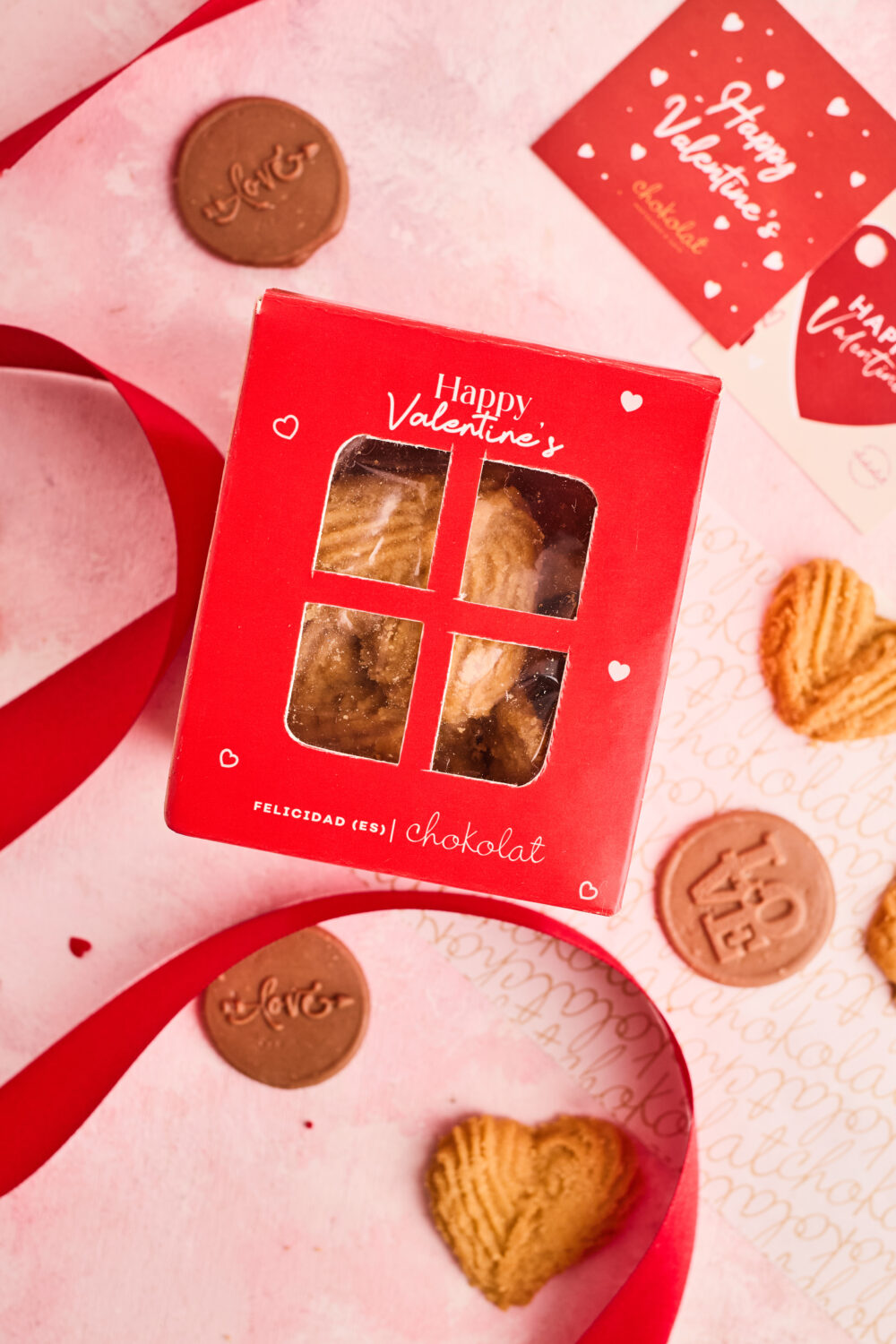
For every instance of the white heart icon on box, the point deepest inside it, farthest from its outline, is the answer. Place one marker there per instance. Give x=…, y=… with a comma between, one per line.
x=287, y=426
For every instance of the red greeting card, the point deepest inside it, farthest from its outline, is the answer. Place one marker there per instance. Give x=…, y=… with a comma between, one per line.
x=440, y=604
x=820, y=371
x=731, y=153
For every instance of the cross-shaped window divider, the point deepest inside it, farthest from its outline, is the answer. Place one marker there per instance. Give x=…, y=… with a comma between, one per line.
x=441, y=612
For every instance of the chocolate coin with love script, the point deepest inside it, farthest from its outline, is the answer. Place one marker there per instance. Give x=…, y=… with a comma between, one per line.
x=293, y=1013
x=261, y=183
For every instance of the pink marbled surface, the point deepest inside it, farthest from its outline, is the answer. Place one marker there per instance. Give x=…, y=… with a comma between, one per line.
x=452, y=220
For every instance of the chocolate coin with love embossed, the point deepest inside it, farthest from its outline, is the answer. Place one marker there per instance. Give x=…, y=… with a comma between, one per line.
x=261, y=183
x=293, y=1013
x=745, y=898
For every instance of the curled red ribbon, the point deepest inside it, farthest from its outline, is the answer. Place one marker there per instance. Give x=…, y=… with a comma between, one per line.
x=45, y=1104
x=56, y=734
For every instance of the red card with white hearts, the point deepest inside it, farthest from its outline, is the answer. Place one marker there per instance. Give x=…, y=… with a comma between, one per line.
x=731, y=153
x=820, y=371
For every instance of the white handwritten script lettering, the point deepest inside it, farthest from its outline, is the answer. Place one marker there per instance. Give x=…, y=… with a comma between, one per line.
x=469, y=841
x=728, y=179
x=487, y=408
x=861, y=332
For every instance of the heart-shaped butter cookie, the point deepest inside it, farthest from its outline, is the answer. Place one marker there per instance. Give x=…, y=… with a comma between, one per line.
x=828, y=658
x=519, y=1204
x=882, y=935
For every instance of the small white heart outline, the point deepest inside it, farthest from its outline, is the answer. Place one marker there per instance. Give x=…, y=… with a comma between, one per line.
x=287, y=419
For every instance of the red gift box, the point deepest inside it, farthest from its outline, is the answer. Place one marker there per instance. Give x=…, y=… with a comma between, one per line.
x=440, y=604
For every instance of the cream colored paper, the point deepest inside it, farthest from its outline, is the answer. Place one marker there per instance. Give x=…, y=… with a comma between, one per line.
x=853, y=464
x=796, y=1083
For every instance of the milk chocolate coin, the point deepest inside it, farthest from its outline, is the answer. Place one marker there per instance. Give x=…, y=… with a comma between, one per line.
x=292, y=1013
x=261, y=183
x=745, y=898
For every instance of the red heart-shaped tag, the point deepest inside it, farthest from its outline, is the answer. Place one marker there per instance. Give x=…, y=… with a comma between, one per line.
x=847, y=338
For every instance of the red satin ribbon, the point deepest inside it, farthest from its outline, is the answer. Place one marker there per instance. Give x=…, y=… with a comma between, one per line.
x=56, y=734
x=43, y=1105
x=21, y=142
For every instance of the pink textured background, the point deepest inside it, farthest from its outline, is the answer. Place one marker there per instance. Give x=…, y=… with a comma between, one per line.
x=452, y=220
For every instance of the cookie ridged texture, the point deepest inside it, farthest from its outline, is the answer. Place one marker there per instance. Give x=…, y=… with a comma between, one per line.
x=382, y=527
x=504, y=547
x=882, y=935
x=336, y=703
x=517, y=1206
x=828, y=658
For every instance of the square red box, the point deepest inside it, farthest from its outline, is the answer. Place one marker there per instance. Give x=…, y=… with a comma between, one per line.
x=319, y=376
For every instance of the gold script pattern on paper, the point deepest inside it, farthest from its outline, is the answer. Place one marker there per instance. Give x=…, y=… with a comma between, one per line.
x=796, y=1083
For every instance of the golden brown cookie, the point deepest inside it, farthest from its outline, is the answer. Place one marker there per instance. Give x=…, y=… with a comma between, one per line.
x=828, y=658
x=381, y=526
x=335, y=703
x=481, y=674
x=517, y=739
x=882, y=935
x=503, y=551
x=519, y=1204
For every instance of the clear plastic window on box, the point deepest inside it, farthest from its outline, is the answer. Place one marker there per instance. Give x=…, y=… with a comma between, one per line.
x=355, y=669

____________

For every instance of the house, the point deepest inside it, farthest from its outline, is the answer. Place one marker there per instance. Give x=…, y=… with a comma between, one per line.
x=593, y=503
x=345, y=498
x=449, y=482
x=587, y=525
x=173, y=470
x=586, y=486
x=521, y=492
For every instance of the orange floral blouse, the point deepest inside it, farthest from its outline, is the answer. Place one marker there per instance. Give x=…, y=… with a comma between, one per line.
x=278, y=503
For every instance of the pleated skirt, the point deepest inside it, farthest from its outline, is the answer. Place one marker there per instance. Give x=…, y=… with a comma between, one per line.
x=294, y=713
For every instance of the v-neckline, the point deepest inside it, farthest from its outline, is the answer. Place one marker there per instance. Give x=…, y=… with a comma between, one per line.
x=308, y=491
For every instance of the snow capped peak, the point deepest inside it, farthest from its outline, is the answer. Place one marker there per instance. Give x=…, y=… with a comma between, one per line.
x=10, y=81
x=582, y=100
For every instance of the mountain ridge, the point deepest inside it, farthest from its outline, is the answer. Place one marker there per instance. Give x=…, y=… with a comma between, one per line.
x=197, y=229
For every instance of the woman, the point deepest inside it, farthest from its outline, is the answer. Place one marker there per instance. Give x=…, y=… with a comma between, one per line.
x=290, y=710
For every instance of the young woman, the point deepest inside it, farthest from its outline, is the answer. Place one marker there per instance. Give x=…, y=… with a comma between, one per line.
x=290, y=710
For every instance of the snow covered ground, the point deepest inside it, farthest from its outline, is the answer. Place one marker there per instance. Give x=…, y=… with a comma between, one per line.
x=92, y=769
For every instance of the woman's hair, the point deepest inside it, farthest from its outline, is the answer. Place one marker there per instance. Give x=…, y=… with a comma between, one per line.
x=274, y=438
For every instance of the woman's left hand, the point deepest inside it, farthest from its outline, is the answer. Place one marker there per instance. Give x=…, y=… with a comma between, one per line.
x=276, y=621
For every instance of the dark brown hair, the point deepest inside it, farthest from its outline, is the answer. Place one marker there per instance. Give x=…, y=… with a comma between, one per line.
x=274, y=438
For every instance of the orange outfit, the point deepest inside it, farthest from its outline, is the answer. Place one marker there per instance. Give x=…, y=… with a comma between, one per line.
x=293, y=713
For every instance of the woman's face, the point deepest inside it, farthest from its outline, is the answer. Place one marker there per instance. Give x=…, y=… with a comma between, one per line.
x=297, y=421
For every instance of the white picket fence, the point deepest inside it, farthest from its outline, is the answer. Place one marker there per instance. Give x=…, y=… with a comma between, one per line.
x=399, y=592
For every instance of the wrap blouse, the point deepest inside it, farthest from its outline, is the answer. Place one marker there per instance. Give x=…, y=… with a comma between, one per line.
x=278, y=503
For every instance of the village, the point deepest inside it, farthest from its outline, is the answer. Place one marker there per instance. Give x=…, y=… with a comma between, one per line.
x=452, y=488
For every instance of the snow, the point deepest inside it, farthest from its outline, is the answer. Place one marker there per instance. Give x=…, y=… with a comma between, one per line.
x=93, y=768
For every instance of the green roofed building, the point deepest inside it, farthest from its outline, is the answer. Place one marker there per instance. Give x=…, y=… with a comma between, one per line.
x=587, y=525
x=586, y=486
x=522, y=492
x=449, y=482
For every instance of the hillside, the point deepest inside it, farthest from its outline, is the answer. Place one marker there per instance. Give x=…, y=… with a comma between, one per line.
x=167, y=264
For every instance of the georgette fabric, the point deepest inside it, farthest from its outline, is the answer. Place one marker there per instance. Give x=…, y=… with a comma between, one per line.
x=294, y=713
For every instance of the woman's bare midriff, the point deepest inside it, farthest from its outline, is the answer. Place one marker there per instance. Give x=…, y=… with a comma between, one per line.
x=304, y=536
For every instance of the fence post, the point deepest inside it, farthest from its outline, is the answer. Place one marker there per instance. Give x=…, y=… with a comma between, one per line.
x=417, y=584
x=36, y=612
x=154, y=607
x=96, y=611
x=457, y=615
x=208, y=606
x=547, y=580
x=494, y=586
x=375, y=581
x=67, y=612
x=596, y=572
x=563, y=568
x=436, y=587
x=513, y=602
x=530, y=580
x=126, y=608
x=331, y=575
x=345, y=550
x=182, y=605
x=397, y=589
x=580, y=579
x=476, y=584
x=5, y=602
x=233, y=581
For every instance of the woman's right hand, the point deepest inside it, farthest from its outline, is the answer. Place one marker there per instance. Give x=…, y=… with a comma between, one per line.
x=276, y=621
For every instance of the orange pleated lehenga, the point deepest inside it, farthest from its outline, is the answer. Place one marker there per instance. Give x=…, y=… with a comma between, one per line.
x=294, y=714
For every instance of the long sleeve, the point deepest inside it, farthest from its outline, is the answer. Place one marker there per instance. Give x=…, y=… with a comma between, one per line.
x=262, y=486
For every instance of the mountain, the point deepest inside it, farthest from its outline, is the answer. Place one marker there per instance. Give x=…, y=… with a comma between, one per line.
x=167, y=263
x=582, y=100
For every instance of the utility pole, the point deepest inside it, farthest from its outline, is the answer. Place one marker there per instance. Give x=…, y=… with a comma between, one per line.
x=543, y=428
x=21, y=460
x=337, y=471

____________

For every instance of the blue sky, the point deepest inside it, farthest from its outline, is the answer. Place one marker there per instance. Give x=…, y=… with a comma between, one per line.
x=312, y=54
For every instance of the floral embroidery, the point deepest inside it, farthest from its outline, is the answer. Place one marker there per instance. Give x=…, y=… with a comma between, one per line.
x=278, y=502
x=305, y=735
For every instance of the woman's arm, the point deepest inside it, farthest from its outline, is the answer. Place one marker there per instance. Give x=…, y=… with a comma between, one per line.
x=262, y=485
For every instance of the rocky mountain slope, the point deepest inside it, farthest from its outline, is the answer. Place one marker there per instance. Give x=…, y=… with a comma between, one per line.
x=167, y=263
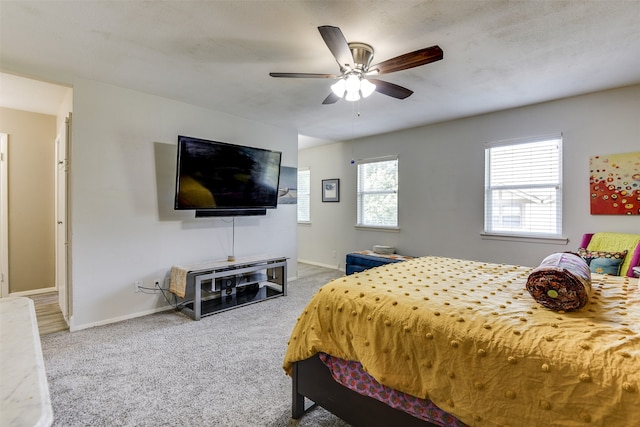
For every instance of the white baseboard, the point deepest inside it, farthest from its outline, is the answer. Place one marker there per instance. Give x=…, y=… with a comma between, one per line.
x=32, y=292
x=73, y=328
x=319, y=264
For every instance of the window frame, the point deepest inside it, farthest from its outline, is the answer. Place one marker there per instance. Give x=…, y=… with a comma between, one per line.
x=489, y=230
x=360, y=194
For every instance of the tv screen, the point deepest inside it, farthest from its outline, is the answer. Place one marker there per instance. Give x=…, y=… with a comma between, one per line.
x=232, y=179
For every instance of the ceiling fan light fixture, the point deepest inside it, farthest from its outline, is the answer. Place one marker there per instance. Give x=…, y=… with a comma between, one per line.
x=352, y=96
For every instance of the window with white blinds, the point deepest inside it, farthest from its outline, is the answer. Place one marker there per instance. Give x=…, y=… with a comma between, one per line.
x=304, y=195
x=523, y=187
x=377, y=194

____________

DIRECTIONS — Gather every row above that contains the word "blouse" and copy each one out in full, in the order it appears.

FINAL RESULT —
For every instance of the orange floral blouse, the point deepest inside it, farthest from its outline, is the answer. Place one marker there per instance. Give x=…, y=… with a comma between, one per line.
For every instance of the wrap blouse, the point deepest inside it, farthest from its outline, is the answer. Place one marker there per instance. Give x=…, y=… with a comma between, one per line.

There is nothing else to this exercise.